+++ PROVIDED ENTRIES

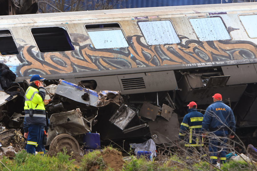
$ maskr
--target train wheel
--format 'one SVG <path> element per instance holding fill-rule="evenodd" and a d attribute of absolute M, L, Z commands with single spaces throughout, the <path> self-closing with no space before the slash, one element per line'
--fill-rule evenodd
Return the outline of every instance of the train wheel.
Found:
<path fill-rule="evenodd" d="M 72 136 L 66 134 L 60 134 L 55 137 L 50 144 L 49 150 L 61 151 L 64 147 L 67 150 L 67 154 L 79 150 L 79 145 L 77 140 Z"/>

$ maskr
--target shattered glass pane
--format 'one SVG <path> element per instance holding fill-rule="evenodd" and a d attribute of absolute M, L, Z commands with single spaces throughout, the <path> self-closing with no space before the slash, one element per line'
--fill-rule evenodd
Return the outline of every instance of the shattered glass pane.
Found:
<path fill-rule="evenodd" d="M 128 46 L 121 30 L 90 31 L 88 32 L 96 49 Z"/>
<path fill-rule="evenodd" d="M 228 40 L 231 38 L 219 17 L 191 19 L 190 20 L 200 41 Z"/>
<path fill-rule="evenodd" d="M 180 42 L 169 20 L 139 22 L 138 25 L 149 45 Z"/>
<path fill-rule="evenodd" d="M 257 15 L 240 15 L 239 18 L 249 37 L 257 37 Z"/>

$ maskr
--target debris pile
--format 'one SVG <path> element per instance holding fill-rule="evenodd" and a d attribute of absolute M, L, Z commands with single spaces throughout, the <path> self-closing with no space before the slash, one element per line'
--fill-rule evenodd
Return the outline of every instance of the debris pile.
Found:
<path fill-rule="evenodd" d="M 25 80 L 21 86 L 11 82 L 13 79 L 8 80 L 7 91 L 0 91 L 0 127 L 5 128 L 0 132 L 0 141 L 11 139 L 8 146 L 10 143 L 18 145 L 21 150 L 25 144 L 23 136 L 24 96 L 31 83 Z M 63 80 L 47 82 L 44 83 L 45 99 L 49 102 L 45 106 L 50 121 L 47 145 L 64 144 L 75 151 L 83 146 L 83 135 L 98 131 L 103 141 L 151 137 L 153 143 L 162 144 L 177 139 L 177 115 L 168 92 L 161 98 L 157 93 L 156 102 L 136 104 L 128 101 L 128 95 L 123 95 L 120 91 L 98 92 L 79 83 L 77 85 Z M 160 100 L 166 102 L 161 106 Z M 60 135 L 61 138 L 57 137 Z"/>

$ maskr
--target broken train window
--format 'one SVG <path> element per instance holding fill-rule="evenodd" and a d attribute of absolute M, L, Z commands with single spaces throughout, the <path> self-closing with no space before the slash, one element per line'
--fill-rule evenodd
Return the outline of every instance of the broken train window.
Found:
<path fill-rule="evenodd" d="M 0 30 L 0 53 L 3 56 L 19 53 L 11 32 L 8 30 Z"/>
<path fill-rule="evenodd" d="M 230 35 L 220 17 L 190 19 L 189 20 L 200 41 L 231 39 Z"/>
<path fill-rule="evenodd" d="M 257 15 L 239 16 L 244 27 L 250 38 L 257 38 Z"/>
<path fill-rule="evenodd" d="M 170 20 L 140 21 L 138 25 L 149 45 L 178 43 L 180 42 Z"/>
<path fill-rule="evenodd" d="M 42 52 L 74 50 L 75 49 L 64 27 L 31 29 L 39 50 Z"/>
<path fill-rule="evenodd" d="M 96 49 L 128 46 L 121 28 L 117 23 L 86 25 L 85 27 Z"/>

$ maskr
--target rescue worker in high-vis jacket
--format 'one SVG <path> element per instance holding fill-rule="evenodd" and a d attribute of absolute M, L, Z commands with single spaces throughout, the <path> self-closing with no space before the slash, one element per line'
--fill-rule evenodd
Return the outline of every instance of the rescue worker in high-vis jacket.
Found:
<path fill-rule="evenodd" d="M 204 144 L 200 131 L 204 115 L 197 111 L 197 105 L 195 102 L 191 102 L 187 106 L 188 113 L 184 117 L 181 124 L 179 138 L 185 141 L 185 146 L 187 147 L 186 153 L 187 159 L 192 158 L 194 148 L 202 158 L 206 155 L 202 148 Z"/>
<path fill-rule="evenodd" d="M 211 162 L 216 165 L 219 153 L 221 163 L 226 162 L 226 143 L 227 137 L 234 138 L 236 130 L 236 121 L 232 109 L 222 101 L 220 94 L 212 96 L 214 102 L 206 109 L 202 122 L 202 135 L 205 138 L 208 132 L 209 139 L 209 150 Z M 211 133 L 210 132 L 212 132 Z"/>
<path fill-rule="evenodd" d="M 28 125 L 28 136 L 27 137 L 27 133 L 25 132 L 24 136 L 27 138 L 27 152 L 32 154 L 35 154 L 36 148 L 40 142 L 42 127 L 47 125 L 45 105 L 49 102 L 44 101 L 45 90 L 43 81 L 45 80 L 39 75 L 32 76 L 25 94 L 24 109 Z"/>
<path fill-rule="evenodd" d="M 50 123 L 50 121 L 49 119 L 47 118 L 47 120 L 48 121 L 48 124 Z M 26 136 L 25 138 L 27 138 L 27 133 L 29 131 L 29 125 L 27 124 L 27 122 L 26 121 L 26 119 L 25 118 L 24 119 L 24 122 L 23 123 L 24 125 L 23 126 L 23 130 L 24 130 L 24 132 L 27 133 Z M 44 135 L 45 135 L 47 138 L 48 137 L 48 129 L 49 129 L 49 127 L 47 126 L 45 127 L 42 127 L 41 128 L 41 135 L 40 136 L 40 141 L 39 143 L 38 144 L 38 145 L 37 147 L 36 147 L 36 151 L 37 152 L 37 154 L 40 154 L 41 155 L 44 155 L 45 154 L 45 146 L 44 145 L 44 141 L 45 140 L 44 139 Z M 24 136 L 25 137 L 25 136 Z M 27 150 L 27 145 L 24 148 L 25 149 Z"/>

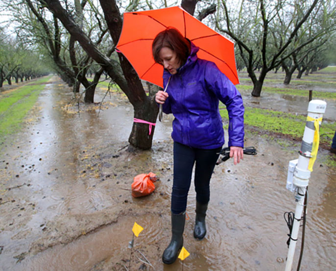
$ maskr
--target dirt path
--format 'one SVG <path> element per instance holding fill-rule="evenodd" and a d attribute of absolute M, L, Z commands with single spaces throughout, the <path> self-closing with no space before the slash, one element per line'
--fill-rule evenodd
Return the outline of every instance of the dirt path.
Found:
<path fill-rule="evenodd" d="M 96 104 L 67 105 L 72 96 L 53 77 L 32 117 L 1 146 L 0 270 L 125 270 L 135 222 L 144 229 L 135 239 L 129 270 L 181 270 L 179 262 L 161 261 L 170 238 L 171 117 L 157 125 L 152 149 L 129 151 L 133 110 L 122 95 L 108 98 L 100 112 Z M 202 242 L 192 236 L 191 188 L 185 230 L 191 256 L 184 270 L 284 269 L 288 229 L 282 217 L 295 208 L 286 190 L 287 167 L 300 143 L 284 144 L 249 133 L 245 145 L 258 155 L 215 169 Z M 302 270 L 331 270 L 336 260 L 336 172 L 324 162 L 328 155 L 320 152 L 312 173 Z M 150 171 L 161 180 L 155 192 L 132 198 L 134 176 Z M 144 255 L 153 268 L 139 260 Z"/>

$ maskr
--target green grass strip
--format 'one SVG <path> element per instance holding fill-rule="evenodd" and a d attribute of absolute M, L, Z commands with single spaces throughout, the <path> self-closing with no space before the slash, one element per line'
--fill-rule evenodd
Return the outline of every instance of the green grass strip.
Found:
<path fill-rule="evenodd" d="M 228 119 L 227 111 L 220 110 L 222 117 Z M 306 126 L 306 117 L 288 112 L 245 107 L 244 123 L 262 130 L 276 132 L 293 137 L 301 137 Z M 324 123 L 320 126 L 320 141 L 331 144 L 335 132 L 335 123 Z"/>
<path fill-rule="evenodd" d="M 253 86 L 251 85 L 237 85 L 236 86 L 238 90 L 240 91 L 252 91 Z M 288 88 L 278 88 L 271 87 L 263 87 L 262 95 L 263 92 L 268 92 L 269 93 L 277 93 L 278 94 L 285 94 L 288 95 L 292 95 L 294 96 L 301 96 L 303 97 L 308 97 L 309 96 L 309 91 L 306 90 L 288 89 Z M 318 99 L 336 99 L 336 92 L 328 92 L 325 91 L 313 91 L 312 98 Z"/>
<path fill-rule="evenodd" d="M 41 83 L 47 82 L 49 78 L 36 81 L 34 85 L 23 86 L 0 98 L 0 137 L 12 134 L 20 129 L 24 118 L 45 87 Z"/>

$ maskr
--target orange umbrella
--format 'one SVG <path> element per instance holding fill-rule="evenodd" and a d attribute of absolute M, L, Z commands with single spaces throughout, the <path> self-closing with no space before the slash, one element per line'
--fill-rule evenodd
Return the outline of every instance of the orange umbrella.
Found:
<path fill-rule="evenodd" d="M 215 62 L 232 83 L 239 83 L 233 42 L 179 6 L 124 13 L 122 30 L 116 47 L 141 79 L 163 86 L 163 67 L 154 60 L 152 43 L 156 35 L 168 27 L 177 29 L 199 47 L 199 58 Z"/>

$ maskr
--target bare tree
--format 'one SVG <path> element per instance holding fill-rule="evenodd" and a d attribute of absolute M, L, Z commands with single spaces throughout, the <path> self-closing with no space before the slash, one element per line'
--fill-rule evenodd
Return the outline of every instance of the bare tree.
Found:
<path fill-rule="evenodd" d="M 306 45 L 307 43 L 304 43 L 296 45 L 291 50 L 289 48 L 318 1 L 242 0 L 238 10 L 235 11 L 229 8 L 225 0 L 221 0 L 223 12 L 222 14 L 217 14 L 216 27 L 236 42 L 253 83 L 252 96 L 260 96 L 268 72 Z M 273 32 L 274 29 L 279 29 L 276 26 L 279 18 L 285 24 L 284 28 L 287 29 L 286 33 L 280 30 L 278 33 Z M 225 22 L 226 28 L 222 25 L 221 19 Z M 261 71 L 257 77 L 255 70 L 259 67 Z"/>

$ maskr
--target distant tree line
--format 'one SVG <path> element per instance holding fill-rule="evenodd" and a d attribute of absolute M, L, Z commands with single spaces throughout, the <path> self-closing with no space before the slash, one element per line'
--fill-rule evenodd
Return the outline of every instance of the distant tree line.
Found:
<path fill-rule="evenodd" d="M 0 87 L 7 81 L 12 84 L 44 76 L 50 72 L 41 56 L 6 36 L 0 29 Z"/>
<path fill-rule="evenodd" d="M 335 48 L 335 0 L 182 0 L 192 15 L 235 42 L 239 70 L 246 69 L 259 97 L 267 74 L 282 68 L 284 83 L 293 73 L 303 73 L 329 63 Z M 18 40 L 38 49 L 75 92 L 84 87 L 84 100 L 93 102 L 102 74 L 118 85 L 134 109 L 134 117 L 155 123 L 157 88 L 142 81 L 127 59 L 115 50 L 122 13 L 166 7 L 165 0 L 2 0 L 12 15 Z M 139 52 L 141 54 L 141 52 Z M 144 61 L 145 61 L 144 60 Z M 258 73 L 257 73 L 258 72 Z M 134 123 L 130 143 L 151 146 L 153 133 Z"/>

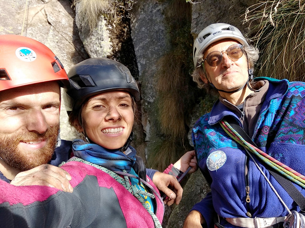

++++++

• _TASK DESCRIPTION_: Rewrite the listing above from its beginning through the line that contains "72 136 L 66", replacing "train wheel" with "locomotive wheel" and leaving everything else unchanged. Leave the pictures out of your answer.

• _EXPECTED OUTPUT_:
$ maskr
--target locomotive wheel
--format 'one SVG <path> element per instance holding fill-rule="evenodd" and a d attribute of absolute M, L, Z commands with single spaces throughout, the <path> self-closing with no space before the slash, one element per line'
--fill-rule evenodd
Return the outline of every instance of the locomotive wheel.
Found:
<path fill-rule="evenodd" d="M 72 136 L 66 134 L 60 134 L 55 137 L 50 144 L 49 150 L 61 151 L 64 147 L 67 150 L 67 154 L 79 150 L 79 145 L 77 140 Z"/>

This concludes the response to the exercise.